◆ ASSIGNMENT
Repeat every record exactly, but keep images out of the copy.

◆ ENTRIES SUPPLIED
_ _ _ _ _ _ _
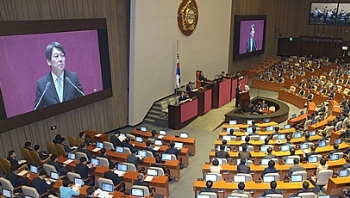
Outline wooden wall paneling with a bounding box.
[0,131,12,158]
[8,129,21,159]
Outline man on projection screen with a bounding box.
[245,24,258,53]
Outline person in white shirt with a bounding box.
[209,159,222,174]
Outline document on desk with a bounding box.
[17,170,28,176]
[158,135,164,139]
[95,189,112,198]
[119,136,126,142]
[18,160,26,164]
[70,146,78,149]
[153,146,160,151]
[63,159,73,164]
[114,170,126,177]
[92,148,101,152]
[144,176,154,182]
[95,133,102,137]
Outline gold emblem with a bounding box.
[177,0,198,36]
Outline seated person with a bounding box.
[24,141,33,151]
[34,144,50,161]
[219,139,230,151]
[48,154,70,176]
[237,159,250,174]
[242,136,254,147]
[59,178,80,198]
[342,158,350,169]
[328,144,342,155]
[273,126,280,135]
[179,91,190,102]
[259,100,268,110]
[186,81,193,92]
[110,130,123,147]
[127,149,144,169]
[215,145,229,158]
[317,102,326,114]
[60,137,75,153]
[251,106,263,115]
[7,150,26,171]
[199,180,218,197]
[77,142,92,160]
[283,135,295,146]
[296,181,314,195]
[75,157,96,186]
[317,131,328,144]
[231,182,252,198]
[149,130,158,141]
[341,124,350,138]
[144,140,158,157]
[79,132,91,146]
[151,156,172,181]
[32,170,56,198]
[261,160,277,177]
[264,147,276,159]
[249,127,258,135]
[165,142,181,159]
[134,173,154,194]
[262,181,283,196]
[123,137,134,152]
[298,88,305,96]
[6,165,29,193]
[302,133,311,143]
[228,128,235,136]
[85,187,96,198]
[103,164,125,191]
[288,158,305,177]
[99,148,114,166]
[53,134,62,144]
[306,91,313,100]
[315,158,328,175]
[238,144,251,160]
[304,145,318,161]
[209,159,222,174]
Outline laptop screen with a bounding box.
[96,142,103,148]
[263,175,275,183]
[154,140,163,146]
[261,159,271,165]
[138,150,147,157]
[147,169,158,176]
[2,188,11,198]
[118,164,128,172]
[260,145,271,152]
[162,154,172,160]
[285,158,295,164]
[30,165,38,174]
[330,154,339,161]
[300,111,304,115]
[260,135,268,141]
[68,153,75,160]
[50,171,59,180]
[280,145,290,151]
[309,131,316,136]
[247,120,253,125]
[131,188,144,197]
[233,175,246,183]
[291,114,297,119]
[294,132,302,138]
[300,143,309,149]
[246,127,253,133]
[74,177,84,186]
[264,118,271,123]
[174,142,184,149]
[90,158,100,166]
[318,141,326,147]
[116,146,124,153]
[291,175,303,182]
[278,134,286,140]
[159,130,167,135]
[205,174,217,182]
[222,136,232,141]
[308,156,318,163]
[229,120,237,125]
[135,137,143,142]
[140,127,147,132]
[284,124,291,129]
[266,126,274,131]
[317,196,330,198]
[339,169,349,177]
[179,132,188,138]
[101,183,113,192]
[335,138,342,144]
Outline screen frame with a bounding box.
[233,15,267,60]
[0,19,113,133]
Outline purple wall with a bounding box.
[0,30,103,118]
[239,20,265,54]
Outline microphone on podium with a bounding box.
_ _ _ _ _ _ _
◆ RESPONSE TO THE EXERCISE
Outline wooden wall paneling with a bounding box.
[0,131,12,158]
[8,129,21,159]
Outline man on projection screen with a bounding box.
[245,24,258,53]
Outline person in white shirt with a bounding box.
[209,159,222,174]
Outline document on desk with a bounding box.
[17,170,28,176]
[158,135,164,139]
[95,189,112,198]
[119,136,126,142]
[18,160,26,164]
[70,146,78,149]
[153,146,160,151]
[63,159,73,164]
[114,170,126,177]
[92,148,101,152]
[144,176,154,182]
[95,133,102,137]
Outline gold emblem with a bounding box.
[177,0,198,36]
Outline seated person with a bounding box.
[24,141,33,151]
[34,144,50,161]
[219,139,230,151]
[48,154,70,176]
[237,159,250,174]
[242,136,254,147]
[59,178,80,198]
[342,158,350,169]
[328,144,342,155]
[273,126,280,135]
[179,91,190,102]
[259,100,268,110]
[186,81,193,92]
[110,130,123,147]
[127,149,144,169]
[215,145,229,158]
[317,102,326,114]
[60,137,75,153]
[251,106,263,115]
[7,150,26,171]
[199,180,218,197]
[77,142,92,160]
[283,135,295,146]
[296,181,314,195]
[75,157,96,186]
[317,131,328,144]
[231,182,252,198]
[149,130,158,141]
[341,124,350,138]
[144,140,158,157]
[79,132,91,146]
[151,156,172,181]
[32,170,56,198]
[261,160,277,177]
[264,147,276,159]
[249,127,258,135]
[165,142,181,159]
[134,173,154,194]
[262,181,283,196]
[123,137,134,152]
[298,88,305,96]
[6,165,29,193]
[302,133,311,143]
[228,128,235,136]
[85,187,96,198]
[103,164,125,191]
[288,158,305,177]
[99,148,114,166]
[53,134,62,144]
[306,91,313,100]
[315,158,328,175]
[238,144,251,160]
[304,145,318,161]
[209,159,222,174]
Outline laptop screen with a bounding box.
[96,142,103,148]
[263,175,275,183]
[154,140,163,146]
[261,159,271,165]
[138,150,147,157]
[147,169,158,176]
[2,188,11,198]
[118,164,128,172]
[260,145,271,152]
[162,154,172,160]
[285,158,295,164]
[30,165,38,174]
[330,154,339,161]
[300,111,304,115]
[260,135,268,141]
[68,153,75,160]
[50,171,59,180]
[280,145,290,151]
[309,131,316,136]
[247,120,253,125]
[131,188,144,197]
[233,175,246,183]
[291,114,297,119]
[294,132,302,138]
[300,143,309,149]
[246,127,253,133]
[74,177,84,186]
[264,118,271,123]
[174,142,184,149]
[90,158,100,166]
[318,141,326,147]
[116,146,124,153]
[291,175,303,182]
[278,134,286,140]
[159,130,167,135]
[205,174,217,182]
[222,136,232,141]
[308,156,318,163]
[229,120,237,125]
[135,137,143,142]
[140,127,147,132]
[284,124,291,129]
[266,126,274,131]
[317,196,330,198]
[339,169,349,177]
[179,132,188,138]
[101,183,113,192]
[335,138,342,144]
Outline screen frame with a bounding box.
[233,15,267,60]
[0,19,113,133]
Outline purple wall with a bounding box.
[0,30,103,118]
[239,20,265,54]
Outline microphone on podium with a bounding box.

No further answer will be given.